## Begin
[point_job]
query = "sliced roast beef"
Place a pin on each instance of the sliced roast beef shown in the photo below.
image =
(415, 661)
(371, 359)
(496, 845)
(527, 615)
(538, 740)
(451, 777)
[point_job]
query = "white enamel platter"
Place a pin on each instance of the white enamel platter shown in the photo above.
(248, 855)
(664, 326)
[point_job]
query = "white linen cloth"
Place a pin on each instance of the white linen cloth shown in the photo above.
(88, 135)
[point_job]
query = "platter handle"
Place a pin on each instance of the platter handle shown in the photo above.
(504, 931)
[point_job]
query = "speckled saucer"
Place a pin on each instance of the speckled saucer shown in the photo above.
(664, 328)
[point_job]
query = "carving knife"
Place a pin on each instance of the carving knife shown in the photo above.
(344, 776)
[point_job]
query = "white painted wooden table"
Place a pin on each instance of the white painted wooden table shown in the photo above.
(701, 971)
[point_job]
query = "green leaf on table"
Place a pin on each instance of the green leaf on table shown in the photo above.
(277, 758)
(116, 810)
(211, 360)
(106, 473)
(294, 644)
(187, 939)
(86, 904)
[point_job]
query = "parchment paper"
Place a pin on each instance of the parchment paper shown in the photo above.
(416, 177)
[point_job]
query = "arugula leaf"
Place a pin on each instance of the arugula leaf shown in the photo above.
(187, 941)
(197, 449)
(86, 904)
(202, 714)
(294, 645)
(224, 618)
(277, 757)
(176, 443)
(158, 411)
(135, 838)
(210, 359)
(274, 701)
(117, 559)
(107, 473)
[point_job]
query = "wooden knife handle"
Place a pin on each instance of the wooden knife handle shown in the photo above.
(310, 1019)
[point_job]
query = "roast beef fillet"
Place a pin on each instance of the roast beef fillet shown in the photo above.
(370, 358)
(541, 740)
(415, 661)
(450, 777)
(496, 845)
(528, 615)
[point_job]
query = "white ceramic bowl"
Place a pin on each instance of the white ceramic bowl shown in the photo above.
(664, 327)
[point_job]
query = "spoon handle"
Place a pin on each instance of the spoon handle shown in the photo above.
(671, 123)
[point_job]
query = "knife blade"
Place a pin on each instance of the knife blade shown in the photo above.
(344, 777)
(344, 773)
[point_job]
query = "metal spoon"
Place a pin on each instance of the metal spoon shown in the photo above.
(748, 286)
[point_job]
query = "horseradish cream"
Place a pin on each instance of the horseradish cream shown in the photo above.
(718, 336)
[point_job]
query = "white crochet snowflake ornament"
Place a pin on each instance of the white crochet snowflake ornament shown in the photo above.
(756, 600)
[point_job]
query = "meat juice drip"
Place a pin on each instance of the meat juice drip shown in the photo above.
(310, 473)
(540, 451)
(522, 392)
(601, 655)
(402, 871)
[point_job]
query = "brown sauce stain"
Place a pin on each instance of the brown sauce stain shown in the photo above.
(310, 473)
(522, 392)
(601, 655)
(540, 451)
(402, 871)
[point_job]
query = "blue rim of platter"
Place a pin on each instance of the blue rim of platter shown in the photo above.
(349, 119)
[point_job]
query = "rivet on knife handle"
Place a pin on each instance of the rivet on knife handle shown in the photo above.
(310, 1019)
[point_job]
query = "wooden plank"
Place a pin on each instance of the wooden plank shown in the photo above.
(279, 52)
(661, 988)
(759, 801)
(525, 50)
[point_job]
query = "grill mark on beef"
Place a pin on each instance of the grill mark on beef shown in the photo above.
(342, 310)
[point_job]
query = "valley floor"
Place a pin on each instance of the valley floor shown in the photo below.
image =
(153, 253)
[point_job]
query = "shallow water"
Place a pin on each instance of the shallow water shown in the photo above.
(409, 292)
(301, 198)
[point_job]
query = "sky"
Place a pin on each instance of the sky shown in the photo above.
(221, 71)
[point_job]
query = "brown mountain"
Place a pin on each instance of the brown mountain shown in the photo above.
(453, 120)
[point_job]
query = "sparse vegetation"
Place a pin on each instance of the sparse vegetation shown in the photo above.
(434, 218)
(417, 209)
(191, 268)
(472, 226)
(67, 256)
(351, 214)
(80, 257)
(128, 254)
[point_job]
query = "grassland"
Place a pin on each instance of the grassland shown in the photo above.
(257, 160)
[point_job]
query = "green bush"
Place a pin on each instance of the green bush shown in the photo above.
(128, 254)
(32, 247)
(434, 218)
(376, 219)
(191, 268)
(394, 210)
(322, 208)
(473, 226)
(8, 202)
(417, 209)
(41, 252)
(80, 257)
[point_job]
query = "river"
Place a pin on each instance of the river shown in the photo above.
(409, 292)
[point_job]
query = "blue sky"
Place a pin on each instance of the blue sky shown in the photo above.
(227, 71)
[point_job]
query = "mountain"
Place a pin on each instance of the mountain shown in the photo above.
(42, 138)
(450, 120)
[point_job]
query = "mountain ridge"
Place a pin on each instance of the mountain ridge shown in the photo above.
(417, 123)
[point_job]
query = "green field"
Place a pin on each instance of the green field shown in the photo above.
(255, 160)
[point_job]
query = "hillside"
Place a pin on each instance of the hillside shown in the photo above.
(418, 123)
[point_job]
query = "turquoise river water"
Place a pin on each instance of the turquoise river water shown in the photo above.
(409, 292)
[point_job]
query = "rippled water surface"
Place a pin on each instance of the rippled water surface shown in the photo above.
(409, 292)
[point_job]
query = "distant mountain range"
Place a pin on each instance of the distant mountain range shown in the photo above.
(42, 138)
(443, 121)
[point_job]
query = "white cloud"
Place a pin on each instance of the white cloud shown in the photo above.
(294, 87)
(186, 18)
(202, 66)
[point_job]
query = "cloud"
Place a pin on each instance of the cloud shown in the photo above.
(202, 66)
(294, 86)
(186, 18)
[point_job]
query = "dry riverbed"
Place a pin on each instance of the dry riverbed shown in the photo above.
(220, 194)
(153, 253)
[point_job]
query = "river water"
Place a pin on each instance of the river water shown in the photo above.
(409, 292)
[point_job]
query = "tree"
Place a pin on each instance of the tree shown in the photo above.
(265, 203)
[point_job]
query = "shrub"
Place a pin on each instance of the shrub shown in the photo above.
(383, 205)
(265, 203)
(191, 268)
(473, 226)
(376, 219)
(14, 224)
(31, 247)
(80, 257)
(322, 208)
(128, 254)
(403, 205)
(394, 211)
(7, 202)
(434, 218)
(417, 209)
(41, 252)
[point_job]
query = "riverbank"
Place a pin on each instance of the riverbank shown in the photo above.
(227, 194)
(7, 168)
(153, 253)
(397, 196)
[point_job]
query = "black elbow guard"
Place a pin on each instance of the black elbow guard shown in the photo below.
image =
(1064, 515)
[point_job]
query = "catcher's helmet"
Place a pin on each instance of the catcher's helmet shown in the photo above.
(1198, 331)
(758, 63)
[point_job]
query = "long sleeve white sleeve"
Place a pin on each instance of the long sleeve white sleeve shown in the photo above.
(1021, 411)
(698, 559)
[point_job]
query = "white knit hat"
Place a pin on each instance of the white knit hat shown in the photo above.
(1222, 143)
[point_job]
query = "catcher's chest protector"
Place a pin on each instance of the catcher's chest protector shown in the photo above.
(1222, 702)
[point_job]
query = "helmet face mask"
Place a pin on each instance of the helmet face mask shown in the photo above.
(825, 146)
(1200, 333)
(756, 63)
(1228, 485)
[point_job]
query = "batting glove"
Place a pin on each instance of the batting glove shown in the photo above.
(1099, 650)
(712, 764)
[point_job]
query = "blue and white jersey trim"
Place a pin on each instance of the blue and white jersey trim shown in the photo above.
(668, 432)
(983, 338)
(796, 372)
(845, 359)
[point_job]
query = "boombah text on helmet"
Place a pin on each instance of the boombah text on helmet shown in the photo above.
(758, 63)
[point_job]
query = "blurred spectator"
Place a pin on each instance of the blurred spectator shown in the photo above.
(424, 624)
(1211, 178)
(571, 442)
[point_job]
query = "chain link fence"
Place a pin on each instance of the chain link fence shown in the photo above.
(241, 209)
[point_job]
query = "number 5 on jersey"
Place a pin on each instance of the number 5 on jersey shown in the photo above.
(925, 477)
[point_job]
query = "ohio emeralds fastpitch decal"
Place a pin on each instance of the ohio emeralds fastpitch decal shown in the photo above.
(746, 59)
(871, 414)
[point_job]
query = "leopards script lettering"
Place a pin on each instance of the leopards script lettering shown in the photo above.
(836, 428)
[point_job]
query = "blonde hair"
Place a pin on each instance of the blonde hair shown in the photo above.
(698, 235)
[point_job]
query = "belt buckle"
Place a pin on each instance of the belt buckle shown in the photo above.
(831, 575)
## End
▶ _TASK DIRECTIONS_: Pick out every line of the data above that contains the string "fence", and copy each one. Case counts.

▶ _THE SOLUTION_:
query = "chain link fence"
Place a pin on each instance of the chain link fence shown in the photo above.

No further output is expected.